[Available data]

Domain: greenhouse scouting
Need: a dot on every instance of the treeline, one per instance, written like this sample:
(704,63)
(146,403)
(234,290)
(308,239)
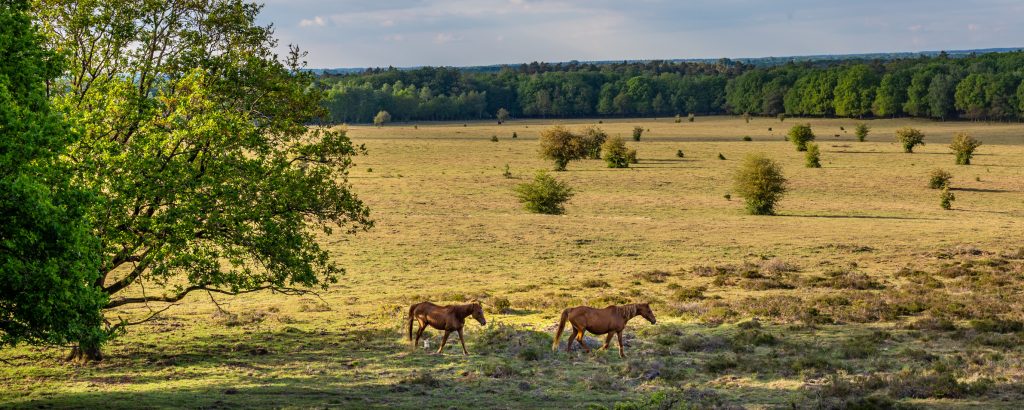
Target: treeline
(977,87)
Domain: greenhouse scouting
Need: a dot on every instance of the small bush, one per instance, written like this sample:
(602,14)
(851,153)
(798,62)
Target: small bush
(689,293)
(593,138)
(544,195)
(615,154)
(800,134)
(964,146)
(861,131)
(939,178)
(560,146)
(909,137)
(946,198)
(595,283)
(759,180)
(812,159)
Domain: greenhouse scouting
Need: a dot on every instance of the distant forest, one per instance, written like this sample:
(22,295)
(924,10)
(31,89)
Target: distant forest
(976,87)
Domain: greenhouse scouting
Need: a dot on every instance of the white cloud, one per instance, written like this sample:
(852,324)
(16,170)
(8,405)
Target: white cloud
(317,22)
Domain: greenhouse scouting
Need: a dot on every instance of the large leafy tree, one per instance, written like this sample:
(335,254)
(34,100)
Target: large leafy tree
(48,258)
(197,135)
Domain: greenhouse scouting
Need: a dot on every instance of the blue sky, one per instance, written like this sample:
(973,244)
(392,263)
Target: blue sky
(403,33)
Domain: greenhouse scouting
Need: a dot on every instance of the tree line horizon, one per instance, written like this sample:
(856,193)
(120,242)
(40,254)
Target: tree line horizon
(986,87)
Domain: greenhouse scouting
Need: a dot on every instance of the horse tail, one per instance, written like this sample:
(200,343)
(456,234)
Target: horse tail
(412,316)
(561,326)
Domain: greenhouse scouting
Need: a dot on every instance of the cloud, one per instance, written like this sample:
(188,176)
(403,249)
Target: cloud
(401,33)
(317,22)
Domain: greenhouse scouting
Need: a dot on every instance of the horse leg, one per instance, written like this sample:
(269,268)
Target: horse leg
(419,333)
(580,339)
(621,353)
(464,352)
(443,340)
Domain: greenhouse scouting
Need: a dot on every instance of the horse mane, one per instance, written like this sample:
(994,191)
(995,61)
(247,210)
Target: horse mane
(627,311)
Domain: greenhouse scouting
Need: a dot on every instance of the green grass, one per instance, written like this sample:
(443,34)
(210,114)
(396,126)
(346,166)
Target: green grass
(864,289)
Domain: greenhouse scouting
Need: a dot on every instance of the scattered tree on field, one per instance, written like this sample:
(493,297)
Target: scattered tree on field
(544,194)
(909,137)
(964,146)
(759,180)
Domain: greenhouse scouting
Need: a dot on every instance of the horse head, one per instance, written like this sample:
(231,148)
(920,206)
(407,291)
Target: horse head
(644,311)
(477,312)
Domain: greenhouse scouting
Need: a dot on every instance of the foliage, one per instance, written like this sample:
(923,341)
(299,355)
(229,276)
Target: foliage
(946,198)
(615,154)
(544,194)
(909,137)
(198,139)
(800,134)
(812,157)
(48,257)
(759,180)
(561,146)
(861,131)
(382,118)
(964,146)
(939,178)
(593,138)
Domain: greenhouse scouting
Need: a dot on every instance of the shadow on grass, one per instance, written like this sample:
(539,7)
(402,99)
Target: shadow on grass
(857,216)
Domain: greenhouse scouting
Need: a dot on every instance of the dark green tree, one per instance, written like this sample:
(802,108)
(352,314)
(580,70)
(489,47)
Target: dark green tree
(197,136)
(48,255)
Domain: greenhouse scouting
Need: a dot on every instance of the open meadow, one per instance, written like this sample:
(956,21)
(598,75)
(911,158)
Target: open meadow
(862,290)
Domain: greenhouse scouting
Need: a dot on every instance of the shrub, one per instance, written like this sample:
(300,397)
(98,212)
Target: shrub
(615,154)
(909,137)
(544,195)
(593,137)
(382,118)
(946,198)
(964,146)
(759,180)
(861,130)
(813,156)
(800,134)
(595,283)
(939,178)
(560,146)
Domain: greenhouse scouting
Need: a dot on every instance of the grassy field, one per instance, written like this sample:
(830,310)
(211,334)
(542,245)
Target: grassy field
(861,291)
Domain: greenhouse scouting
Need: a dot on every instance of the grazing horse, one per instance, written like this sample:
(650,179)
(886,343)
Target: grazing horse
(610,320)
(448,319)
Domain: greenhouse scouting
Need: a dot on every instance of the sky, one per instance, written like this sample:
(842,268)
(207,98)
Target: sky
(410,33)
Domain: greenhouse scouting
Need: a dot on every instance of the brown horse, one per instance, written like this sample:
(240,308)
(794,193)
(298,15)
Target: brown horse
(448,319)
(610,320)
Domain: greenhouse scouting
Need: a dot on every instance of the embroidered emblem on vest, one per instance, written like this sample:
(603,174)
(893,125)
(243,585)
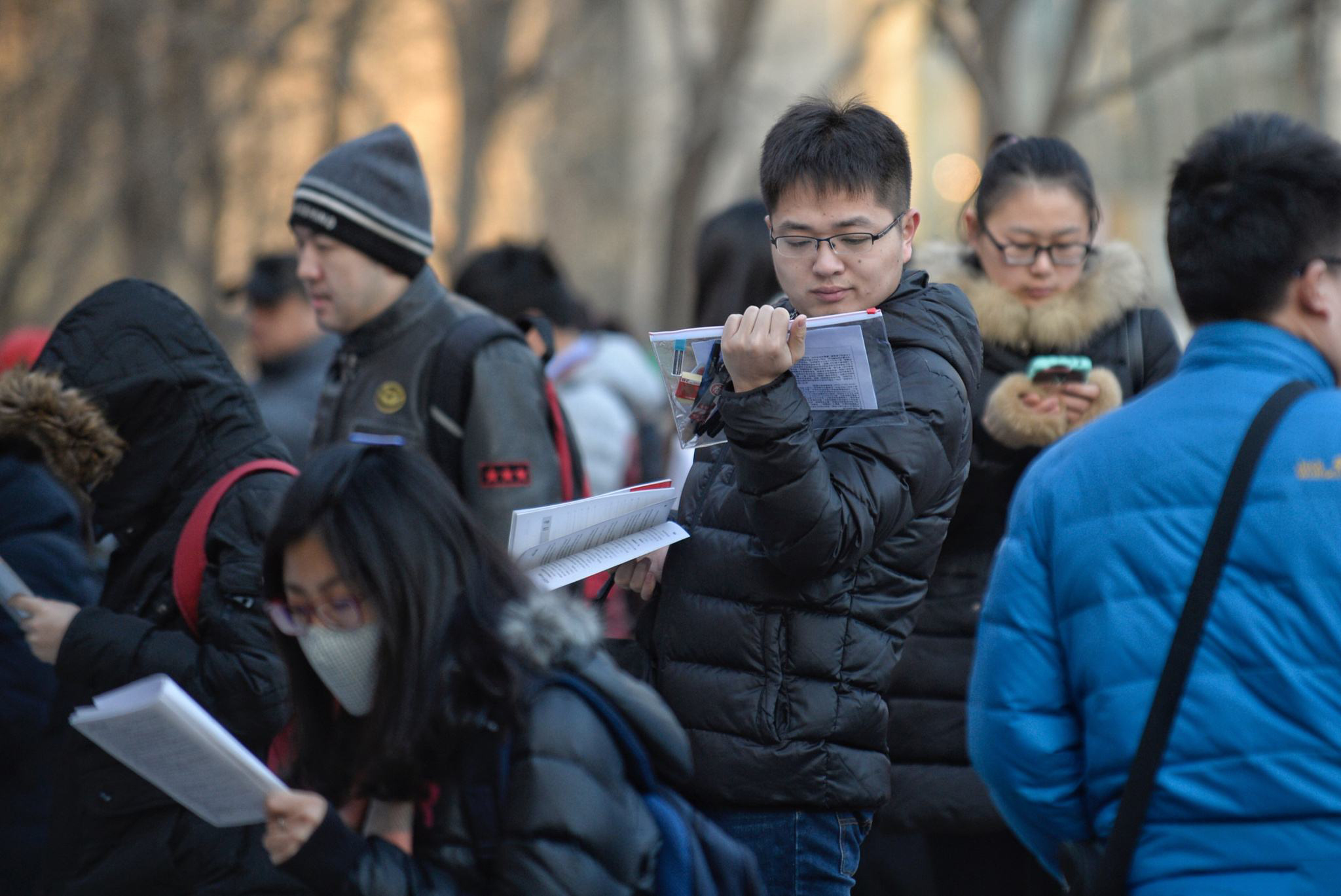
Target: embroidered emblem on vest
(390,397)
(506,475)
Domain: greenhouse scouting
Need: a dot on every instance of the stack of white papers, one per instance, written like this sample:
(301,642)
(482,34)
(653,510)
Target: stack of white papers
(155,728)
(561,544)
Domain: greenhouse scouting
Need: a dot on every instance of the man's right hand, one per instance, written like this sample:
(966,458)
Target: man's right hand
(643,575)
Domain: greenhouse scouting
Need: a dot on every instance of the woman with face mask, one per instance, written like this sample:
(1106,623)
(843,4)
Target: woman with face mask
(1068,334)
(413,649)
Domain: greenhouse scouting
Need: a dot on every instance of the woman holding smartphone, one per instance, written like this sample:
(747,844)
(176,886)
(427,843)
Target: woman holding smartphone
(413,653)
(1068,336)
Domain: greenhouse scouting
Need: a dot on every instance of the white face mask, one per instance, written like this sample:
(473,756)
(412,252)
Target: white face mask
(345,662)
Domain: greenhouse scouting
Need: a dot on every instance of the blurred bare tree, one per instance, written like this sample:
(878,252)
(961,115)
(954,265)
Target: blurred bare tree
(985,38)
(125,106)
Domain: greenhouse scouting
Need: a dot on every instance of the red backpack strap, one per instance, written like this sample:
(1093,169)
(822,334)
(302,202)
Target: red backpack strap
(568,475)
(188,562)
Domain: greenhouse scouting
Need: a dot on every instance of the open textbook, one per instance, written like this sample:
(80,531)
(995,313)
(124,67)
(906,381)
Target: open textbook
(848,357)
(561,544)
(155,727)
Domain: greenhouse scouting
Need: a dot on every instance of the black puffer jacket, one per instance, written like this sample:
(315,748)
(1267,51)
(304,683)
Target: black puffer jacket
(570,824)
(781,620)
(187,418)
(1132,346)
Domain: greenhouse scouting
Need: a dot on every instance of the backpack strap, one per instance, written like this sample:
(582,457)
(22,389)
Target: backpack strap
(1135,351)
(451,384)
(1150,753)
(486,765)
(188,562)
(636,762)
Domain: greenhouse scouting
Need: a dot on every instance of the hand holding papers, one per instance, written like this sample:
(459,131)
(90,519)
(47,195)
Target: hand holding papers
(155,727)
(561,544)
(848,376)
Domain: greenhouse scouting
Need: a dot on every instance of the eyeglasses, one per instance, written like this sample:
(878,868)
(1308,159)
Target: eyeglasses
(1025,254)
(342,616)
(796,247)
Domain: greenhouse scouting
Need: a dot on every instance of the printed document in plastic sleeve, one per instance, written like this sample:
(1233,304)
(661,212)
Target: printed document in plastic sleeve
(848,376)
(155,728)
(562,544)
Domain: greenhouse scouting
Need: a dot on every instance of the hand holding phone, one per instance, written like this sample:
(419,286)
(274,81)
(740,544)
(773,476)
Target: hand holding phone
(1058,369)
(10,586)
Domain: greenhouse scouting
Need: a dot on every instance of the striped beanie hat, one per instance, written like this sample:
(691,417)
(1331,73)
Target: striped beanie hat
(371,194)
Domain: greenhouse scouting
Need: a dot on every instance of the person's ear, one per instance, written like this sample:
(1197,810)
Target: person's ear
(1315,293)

[/Available data]
[Available data]

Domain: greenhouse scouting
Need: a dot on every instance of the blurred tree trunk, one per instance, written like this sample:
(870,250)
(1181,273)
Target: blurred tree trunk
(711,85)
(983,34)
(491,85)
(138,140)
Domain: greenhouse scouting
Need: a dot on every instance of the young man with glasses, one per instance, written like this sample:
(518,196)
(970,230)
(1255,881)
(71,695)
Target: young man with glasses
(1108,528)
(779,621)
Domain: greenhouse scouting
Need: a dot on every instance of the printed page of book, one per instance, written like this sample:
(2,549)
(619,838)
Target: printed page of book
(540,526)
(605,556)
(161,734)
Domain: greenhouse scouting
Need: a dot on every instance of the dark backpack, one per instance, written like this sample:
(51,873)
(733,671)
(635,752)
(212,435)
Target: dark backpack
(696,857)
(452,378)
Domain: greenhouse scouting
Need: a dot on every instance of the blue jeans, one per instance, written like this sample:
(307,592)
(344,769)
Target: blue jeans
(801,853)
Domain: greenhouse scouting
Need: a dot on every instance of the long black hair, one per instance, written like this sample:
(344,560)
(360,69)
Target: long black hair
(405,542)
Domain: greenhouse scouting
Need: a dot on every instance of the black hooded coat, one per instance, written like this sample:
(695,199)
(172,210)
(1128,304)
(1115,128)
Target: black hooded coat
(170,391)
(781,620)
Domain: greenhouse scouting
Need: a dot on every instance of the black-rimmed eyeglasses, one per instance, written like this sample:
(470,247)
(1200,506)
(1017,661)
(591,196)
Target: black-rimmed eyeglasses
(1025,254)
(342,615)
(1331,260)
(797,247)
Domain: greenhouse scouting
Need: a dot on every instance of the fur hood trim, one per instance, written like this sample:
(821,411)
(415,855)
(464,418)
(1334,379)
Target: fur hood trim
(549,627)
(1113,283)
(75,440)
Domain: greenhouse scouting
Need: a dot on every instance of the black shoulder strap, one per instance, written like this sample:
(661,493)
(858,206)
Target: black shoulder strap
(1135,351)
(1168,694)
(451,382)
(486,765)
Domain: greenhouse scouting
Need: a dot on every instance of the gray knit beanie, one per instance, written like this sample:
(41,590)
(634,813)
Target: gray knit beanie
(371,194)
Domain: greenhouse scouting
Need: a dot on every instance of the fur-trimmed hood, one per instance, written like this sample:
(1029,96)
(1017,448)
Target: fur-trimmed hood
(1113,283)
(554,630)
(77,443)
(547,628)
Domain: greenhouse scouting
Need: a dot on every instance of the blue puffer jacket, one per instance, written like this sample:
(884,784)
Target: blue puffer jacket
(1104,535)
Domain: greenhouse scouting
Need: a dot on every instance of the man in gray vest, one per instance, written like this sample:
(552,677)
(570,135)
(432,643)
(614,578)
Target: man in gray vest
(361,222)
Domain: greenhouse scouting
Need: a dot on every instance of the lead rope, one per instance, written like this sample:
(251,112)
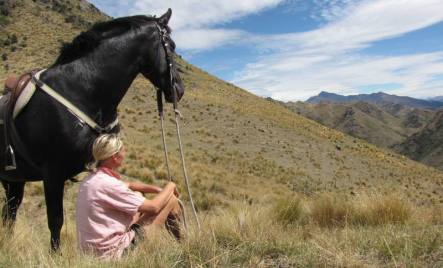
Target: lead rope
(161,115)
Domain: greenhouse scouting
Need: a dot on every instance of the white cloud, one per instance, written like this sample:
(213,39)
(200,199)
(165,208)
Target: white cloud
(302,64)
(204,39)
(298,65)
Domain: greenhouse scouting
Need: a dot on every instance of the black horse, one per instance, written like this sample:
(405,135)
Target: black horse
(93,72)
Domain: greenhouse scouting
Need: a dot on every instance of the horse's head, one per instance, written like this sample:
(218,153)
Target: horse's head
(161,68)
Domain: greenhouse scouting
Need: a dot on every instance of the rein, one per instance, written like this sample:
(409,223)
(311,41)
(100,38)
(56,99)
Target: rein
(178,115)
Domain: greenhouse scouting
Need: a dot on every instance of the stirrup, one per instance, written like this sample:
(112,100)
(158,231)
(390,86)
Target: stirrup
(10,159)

[/Available data]

# Action item:
From the listing above, output exactly the run of lines that starts with the line containing "Target: treeline" and ends with the line containing "Need: a dot on every instance of the large".

# Final answer:
Target: treeline
(977,87)
Domain: greenhouse scouting
Need: a dot on every instance of the small bush, one per instance, written like this sample:
(602,14)
(851,153)
(798,62)
Target: small bush
(689,293)
(593,138)
(544,195)
(615,154)
(800,134)
(964,146)
(861,131)
(939,178)
(560,146)
(909,137)
(946,198)
(595,283)
(759,180)
(812,159)
Domain: greenhouse scouting
Need: a dot on every instance of the distant forest, one per instance, written like this sample:
(22,295)
(924,10)
(31,89)
Target: distant forest
(976,87)
Domain: greenhouse scouting
Need: a dot on every instance of the white cloud, one per instance, written like this sample:
(852,324)
(16,170)
(8,405)
Target: white cloud
(317,22)
Domain: greenhouse scouting
Need: a dot on every instance of the large leafy tree, one per instance, written like this sample:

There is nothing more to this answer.